▶ _EXCERPT TO READ_:
++++++++

Generic Object-Sharing Protocol

Generic Object-Sharing Protocol
- Node Identification
  - Every node generates an id string by random
    - This is the node id (node identifier)
    - Only on first use
    - This should be globally unique
    - It will be stored in node's database for later reuse
    - A hash is being generated of it
      - Hashed data:
        Node's IP number and hostname
        Some random characters
    - This id does not change as long as the database is not purged
  - Per session another id is generated
    - This is the SID (Session IDentifier)
    - It is being distributed to the nodes
    - It stored together with the Node-Id
      - So other can validate bother together
    - Logging should only enabled for debugging purposes
  - Locking IPs or Node-Ids on master-nodes is not planed
    - Censorship would be to very easy
      - Government agencies or enterprise parties
    - Censhorship makes no sence here
      - It can very easy be bypassed:
      - Delete Node-Id in database
        A new one got generated
      - Locked IP or port number can be bypassed by proxies
      - One or two master-nodes should listen on ports commonly unblocked by firewalls
        Like 80/443/110/25
  - Hubs can be optionally registered by master-nodes
    - Increases karma because the node admin is verified
    - Unregistered nodes does not receive negative votings
- Bootstrapping
  - At least one, better 3 to 4, master-nodes are required
    - Aka. "Bootstrap-Nodes"
    - They should be listed in the configuration for all applications
    - A comma-seperated list of node IPs with port numbers seperated by double-dot (:)

++++++++

[Rows from a data source]

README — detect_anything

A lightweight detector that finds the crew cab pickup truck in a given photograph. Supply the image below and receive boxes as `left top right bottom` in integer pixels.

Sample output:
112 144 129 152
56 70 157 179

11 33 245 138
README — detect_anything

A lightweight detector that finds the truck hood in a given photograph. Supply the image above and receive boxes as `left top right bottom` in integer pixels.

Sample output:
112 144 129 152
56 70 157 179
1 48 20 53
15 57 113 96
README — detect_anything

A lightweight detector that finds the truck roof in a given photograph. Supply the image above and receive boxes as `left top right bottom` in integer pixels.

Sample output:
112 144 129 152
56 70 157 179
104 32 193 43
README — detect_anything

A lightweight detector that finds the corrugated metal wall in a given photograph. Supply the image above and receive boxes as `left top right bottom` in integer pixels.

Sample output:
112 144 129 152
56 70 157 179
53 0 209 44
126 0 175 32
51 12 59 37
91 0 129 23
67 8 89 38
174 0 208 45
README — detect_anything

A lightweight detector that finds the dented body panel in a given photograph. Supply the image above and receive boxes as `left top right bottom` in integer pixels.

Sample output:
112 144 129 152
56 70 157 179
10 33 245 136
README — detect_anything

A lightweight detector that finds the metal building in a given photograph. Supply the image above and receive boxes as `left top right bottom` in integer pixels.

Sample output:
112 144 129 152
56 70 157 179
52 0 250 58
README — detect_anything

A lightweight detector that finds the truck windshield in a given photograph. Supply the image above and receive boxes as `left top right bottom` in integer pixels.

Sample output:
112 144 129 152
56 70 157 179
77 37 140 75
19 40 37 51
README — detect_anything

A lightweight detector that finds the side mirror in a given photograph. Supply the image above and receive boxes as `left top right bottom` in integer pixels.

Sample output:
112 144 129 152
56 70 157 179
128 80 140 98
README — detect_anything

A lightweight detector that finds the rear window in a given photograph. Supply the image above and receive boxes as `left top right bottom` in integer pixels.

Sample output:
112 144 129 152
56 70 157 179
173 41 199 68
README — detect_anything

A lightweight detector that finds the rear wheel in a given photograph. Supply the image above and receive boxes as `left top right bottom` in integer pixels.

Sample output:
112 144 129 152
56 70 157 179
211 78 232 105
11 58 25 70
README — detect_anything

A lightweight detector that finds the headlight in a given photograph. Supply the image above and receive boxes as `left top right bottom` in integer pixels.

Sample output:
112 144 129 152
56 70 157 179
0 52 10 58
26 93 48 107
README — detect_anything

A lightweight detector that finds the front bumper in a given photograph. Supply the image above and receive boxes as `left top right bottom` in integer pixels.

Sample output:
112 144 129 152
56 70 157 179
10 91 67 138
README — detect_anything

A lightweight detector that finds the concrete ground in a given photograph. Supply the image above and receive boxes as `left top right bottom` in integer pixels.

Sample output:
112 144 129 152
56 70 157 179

++++++++

▶ _TASK GOAL_: Extend the Generic Object-Sharing Protocol outline beyond its final line, keeping the same nested-list style.

▶ _TASK RESULT_:
  - Bootstrap-Nodes are working stand-alone
    - No central "Super-Node" is required
    - Too much traffic would have to flow through it
    - Attacks on the network by censorship are reduced
    - Traffic does not increase network-overall load
    - Small disadvantage:
      - Hubs must register with ...
      - ... more than one master-node ...
      - .. or connect with each other
  - 1. Node checks if there is a list of master nodes already stored
    - If so, it skips fetching the list of nodes step
  - 2. Node is announcing itself to the upper bootstrap hub(s)
    - This should be done generic to keep things easy
    - Recommended is maybe an XML with all neccessary data
    - The session id will not be included here
      - A bootstrap node will never try to connect clients with nodes
      - It should only "bootstrap" (tell the node where it should start sharing its objects)
  - 3. Node is fetching a list of other nodes
    - They must have at least X matching object types
    - If a bootstrap node is full it forwards the node to an other bootstrap hub
    - If that node is again full the node will be forwarded to a list node
    - If wether no free bootstrap nor list node is available the node waits some time and tries it again
    - Hashes of node-lists distributed over the bootstrap and list nodes should match
      - This can be ensured by a DHT
        DHT = Distributed Hash Table
        Which format?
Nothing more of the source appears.